# Data for this exercise
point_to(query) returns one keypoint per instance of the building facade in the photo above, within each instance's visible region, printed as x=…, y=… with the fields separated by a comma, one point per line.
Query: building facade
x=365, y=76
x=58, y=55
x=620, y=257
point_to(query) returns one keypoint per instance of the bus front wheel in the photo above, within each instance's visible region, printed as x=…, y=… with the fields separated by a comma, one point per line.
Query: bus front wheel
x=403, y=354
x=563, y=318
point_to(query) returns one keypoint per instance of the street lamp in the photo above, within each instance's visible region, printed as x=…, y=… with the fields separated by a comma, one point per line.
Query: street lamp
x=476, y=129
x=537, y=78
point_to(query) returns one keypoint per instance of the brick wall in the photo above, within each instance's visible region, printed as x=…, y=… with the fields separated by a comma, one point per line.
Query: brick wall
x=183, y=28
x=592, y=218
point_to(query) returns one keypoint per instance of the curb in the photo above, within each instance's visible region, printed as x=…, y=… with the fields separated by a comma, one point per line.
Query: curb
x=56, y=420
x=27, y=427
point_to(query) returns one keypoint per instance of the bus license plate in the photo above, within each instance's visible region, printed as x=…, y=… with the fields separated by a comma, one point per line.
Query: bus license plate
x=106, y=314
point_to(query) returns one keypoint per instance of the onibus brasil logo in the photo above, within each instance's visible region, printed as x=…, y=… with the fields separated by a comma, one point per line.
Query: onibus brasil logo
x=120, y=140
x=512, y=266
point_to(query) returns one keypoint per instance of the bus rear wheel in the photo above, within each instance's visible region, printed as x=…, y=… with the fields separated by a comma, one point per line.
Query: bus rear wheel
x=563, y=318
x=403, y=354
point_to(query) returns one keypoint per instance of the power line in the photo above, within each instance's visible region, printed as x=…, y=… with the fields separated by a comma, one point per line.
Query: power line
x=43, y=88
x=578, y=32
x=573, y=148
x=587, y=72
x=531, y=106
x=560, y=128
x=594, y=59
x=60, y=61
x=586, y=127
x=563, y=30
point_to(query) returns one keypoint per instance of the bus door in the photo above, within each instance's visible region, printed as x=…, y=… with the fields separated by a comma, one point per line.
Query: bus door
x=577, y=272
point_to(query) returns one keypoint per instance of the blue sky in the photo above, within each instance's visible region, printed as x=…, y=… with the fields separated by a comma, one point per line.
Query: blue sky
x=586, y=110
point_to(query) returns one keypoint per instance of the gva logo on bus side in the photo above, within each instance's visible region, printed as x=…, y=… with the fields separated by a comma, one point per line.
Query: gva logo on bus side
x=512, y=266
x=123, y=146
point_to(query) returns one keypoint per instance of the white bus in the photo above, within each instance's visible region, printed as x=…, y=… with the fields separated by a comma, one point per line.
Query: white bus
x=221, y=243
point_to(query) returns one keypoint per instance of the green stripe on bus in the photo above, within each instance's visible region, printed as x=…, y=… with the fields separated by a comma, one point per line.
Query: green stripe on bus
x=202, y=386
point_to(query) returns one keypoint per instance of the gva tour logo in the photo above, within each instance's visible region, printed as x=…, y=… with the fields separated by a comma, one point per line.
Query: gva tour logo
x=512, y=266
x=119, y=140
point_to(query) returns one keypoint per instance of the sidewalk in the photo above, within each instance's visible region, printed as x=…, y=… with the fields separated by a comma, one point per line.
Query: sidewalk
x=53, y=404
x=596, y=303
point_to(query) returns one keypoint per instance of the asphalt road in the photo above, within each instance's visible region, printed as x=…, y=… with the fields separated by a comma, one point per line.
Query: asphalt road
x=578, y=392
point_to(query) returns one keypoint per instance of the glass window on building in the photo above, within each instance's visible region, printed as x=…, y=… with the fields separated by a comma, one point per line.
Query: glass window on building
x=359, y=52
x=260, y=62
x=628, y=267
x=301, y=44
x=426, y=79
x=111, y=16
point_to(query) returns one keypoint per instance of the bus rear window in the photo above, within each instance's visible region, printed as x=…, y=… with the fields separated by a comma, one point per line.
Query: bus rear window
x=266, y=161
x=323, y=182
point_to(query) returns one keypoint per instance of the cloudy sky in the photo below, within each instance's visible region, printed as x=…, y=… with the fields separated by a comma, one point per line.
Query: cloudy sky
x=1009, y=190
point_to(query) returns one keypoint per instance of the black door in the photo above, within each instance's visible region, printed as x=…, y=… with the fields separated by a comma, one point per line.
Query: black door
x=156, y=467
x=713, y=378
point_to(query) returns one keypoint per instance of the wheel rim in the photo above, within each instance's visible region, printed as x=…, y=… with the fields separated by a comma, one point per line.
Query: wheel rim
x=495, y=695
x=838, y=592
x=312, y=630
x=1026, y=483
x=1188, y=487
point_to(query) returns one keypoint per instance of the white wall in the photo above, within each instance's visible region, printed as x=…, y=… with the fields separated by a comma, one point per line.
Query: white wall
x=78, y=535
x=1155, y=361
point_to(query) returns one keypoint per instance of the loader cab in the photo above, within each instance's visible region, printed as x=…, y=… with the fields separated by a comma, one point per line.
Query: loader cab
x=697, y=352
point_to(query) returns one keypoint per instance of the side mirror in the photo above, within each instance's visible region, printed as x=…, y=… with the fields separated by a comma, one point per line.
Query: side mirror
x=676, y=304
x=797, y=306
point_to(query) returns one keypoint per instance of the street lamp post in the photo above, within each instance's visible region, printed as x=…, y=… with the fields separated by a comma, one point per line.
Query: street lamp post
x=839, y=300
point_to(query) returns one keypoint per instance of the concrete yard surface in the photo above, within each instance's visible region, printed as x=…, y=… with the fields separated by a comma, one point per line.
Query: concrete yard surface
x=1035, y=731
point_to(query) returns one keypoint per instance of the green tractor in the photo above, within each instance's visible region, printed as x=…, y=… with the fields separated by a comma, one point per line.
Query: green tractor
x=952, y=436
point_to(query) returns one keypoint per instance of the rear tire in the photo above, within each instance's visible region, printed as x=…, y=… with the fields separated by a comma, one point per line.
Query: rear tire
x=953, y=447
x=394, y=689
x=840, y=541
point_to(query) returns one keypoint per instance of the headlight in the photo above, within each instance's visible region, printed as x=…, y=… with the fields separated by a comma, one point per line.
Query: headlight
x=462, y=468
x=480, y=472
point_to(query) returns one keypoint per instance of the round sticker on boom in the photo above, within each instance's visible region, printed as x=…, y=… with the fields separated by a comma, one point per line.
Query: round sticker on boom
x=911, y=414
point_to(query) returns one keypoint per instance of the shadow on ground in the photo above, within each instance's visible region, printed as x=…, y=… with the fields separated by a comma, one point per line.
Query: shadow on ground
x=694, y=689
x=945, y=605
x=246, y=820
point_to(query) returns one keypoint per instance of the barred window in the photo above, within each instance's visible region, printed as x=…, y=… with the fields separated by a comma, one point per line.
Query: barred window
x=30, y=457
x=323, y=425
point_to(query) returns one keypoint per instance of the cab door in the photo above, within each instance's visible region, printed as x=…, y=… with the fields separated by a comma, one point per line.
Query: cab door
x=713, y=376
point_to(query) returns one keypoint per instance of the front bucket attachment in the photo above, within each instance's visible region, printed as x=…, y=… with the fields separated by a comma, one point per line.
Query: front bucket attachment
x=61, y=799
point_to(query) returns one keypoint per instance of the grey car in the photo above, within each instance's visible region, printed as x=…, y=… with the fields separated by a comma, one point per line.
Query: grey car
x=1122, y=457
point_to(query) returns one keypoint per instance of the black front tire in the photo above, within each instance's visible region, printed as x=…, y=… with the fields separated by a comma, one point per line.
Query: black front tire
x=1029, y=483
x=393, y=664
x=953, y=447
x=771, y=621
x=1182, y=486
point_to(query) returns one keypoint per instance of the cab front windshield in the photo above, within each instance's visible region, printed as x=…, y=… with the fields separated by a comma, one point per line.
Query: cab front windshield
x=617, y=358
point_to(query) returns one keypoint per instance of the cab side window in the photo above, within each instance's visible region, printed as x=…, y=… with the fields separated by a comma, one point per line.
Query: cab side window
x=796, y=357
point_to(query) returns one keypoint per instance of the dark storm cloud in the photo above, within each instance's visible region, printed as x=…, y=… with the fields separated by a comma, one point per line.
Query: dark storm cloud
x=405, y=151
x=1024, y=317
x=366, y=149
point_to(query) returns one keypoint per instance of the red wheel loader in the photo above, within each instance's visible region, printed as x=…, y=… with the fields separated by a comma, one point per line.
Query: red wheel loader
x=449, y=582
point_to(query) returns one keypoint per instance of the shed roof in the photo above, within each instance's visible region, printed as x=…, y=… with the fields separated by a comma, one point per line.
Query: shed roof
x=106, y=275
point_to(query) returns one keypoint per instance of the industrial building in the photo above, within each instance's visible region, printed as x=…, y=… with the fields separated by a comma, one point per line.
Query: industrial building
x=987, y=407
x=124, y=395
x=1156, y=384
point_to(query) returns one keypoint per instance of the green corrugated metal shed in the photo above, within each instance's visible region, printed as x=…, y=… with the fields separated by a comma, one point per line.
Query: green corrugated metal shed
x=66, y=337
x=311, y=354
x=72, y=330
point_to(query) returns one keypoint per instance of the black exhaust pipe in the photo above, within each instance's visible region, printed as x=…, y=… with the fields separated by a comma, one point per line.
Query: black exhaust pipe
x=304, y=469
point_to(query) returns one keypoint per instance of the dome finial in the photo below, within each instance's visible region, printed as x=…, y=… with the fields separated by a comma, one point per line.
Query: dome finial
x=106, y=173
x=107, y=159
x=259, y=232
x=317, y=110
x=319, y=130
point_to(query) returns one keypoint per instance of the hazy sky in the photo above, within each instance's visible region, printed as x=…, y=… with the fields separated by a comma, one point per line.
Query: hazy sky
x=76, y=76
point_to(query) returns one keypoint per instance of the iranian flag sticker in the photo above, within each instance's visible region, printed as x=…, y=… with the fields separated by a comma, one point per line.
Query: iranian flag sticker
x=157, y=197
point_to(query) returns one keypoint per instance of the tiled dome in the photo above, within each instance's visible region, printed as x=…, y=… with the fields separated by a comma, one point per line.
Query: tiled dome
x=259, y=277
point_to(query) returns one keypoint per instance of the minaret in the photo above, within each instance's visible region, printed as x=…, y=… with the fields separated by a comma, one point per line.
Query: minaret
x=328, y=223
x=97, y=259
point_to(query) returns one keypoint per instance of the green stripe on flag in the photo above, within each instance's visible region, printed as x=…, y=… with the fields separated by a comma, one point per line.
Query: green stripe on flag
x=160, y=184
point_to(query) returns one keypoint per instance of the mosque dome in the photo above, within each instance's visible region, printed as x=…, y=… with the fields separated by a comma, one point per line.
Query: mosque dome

# Written request
Quote the lines of the listing above that run from the line with "point_to(query) returns one keypoint per instance of the hazy" through its last line, both included, and nothing else.

# Result of this task
point_to(query) returns one keypoint per instance of the hazy sky in the photo above, within each instance's visible region, printed as x=…, y=… with the fields separated by a comma, one point per line.
Query: hazy sky
x=76, y=76
point_to(query) returns one keypoint per instance of the iranian flag sticker in the photo above, within each instance's visible region, printed as x=…, y=… with the fields separated by a comma, one point per line.
Query: iranian flag sticker
x=157, y=197
point_to(query) returns one keypoint per instance of the tiled dome in the photo above, within each instance's visible region, printed as x=…, y=… with the fields separated by a comma, one point per line.
Query: tiled dome
x=259, y=277
point_to(query) returns one keypoint per instance of the minaret in the photo above, within each instance's visible region, printed as x=…, y=… with the fields separated by a comma, one point per line.
Query: minaret
x=328, y=223
x=97, y=259
point_to(query) returns one keypoint per instance of the green stripe on flag in the photo above, within each instance's visible region, printed as x=…, y=… with the fields separated by a comma, one point per line.
Query: green stripe on flag
x=160, y=184
point_to(query) returns one keypoint per instance of the mosque dome in the photo above, within each instance's visible region, printed as x=…, y=… with the fields separated by a comma, one point per line.
Query: mosque dome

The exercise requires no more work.